Text to read:
++++++++++++++++++++

VuwCTF 2025
I played VuwCTF 2025 with tjcsc. We got 5th place!
Challenge: not-turing-complete
Category: Misc
Author: maxster
Flag: VuwCTF{Tur1NG_w4s_r1ght_0Oa0}
My initial read / first impressions
The description bragged about a “Not Turing-Complete Interpreter” with only three integer variables (a, b, c) and basic arithmetic/bitwise operators. They give us three files in the challenge. I started by opening them to see what the “language” actually was:
ls turing
# interpreter.py parser.py server.py
Peeking at the parser and interpreter
I dumped the important bits (only three variables, one expression per line, no loops):
sed -n '1,200p' turing/parser.py
- Left-hand side is only one of
a,b, orc. - Right-hand side can be:
- a literal integer (
int(token, 0)so hex like0xffworks), - a variable (
a,b, orc), - or a single binary operation (
+ - * / ^ & |) whose operands are themselves literals/variables.
- a literal integer (
- No parentheses, no chaining of multiple operators in one line. If you want multiple operations, you write multiple lines.
- It eagerly validates, so anything out of spec aborts with an error.
The interpreter just walks the parsed (lhs, rhs) list in order and evaluates each rhs recursively. Division is integer floor (//), and all numbers are Python ints (so arbitrary precision). No automatic 32-bit wraparound happens unless we add it ourselves with & 0xffffffff.

++++++++++++++++++++

Your instructions: In the CTF writeup, what kind of division does the interpreter perform? The data that comes next has no connection to the CTF writeup.

Pointing records
++++++++++++++++++++

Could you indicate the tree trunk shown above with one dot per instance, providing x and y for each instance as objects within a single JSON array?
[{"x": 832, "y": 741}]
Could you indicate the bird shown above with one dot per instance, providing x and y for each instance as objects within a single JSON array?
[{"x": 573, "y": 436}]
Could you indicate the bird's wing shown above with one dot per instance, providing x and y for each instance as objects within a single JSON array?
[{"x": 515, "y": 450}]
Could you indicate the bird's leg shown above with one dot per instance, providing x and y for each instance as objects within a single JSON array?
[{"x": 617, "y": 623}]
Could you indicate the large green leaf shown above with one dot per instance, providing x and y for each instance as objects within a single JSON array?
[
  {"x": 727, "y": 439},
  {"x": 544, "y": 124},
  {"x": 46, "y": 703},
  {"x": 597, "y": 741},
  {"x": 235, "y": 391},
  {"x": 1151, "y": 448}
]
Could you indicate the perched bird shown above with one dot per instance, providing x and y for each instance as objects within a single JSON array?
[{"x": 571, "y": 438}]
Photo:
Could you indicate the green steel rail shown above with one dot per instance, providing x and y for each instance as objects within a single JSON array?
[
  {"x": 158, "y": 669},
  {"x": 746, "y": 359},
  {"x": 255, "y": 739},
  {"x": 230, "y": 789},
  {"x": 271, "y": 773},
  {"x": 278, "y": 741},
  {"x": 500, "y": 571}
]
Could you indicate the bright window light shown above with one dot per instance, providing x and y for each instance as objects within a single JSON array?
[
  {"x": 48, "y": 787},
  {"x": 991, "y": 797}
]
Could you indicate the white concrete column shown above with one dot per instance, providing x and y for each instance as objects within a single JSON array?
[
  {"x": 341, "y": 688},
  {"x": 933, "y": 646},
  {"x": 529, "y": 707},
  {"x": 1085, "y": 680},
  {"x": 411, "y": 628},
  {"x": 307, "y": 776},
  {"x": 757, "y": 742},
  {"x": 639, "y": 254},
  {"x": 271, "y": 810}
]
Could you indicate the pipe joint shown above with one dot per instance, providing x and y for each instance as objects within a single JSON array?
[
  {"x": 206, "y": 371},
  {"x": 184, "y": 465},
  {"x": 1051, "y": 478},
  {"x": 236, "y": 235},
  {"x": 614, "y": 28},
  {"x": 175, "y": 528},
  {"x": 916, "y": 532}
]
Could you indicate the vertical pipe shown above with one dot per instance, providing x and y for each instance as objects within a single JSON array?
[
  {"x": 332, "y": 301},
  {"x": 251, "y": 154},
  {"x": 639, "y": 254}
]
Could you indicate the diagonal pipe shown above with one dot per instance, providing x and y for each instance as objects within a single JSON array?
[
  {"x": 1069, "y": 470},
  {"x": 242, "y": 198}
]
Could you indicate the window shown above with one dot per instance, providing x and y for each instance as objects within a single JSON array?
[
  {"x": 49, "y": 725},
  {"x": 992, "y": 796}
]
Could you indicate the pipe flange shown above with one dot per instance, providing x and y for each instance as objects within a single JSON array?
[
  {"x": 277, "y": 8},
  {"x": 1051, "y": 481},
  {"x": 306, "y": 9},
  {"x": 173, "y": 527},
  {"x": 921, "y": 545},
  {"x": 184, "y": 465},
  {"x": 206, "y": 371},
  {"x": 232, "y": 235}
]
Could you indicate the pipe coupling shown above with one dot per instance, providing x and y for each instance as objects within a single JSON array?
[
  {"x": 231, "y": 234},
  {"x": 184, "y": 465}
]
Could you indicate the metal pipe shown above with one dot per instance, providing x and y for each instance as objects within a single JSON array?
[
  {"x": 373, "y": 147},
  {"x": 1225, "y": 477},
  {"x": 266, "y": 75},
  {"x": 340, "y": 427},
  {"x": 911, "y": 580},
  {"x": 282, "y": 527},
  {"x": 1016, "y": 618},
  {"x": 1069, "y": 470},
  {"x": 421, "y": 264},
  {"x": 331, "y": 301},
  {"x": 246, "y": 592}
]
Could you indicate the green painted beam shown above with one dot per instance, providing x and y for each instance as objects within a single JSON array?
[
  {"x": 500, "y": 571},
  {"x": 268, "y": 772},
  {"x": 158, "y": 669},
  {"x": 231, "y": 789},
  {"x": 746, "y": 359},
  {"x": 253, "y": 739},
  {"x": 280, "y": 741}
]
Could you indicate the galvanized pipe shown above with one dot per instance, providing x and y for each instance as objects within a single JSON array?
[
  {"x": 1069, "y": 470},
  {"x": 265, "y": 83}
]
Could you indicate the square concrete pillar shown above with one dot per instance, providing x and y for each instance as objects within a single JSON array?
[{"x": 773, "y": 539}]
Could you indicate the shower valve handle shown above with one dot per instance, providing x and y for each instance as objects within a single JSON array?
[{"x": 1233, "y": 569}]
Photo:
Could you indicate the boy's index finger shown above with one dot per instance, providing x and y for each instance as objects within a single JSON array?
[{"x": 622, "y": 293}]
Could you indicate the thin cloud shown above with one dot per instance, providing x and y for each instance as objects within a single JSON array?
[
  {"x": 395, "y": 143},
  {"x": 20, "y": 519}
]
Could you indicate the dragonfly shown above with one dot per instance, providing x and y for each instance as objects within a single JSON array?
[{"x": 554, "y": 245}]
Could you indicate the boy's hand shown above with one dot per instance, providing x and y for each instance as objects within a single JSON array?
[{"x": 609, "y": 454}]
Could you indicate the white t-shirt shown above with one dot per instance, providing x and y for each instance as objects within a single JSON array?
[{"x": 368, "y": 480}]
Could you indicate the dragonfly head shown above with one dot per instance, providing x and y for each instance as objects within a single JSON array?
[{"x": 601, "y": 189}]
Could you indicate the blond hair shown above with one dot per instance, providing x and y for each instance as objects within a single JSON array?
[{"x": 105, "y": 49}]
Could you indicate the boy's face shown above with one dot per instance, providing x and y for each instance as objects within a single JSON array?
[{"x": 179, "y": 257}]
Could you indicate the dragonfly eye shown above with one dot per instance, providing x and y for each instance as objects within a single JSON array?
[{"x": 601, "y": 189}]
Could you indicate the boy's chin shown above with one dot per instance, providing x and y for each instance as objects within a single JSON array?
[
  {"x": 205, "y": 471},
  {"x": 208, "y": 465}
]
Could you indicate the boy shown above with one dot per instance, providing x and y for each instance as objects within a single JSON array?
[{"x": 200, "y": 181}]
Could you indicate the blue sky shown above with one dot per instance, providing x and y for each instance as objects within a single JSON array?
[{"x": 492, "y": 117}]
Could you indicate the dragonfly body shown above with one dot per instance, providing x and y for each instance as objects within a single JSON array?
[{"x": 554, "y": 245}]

++++++++++++++++++++

Finished exercise: Integer floor division (//).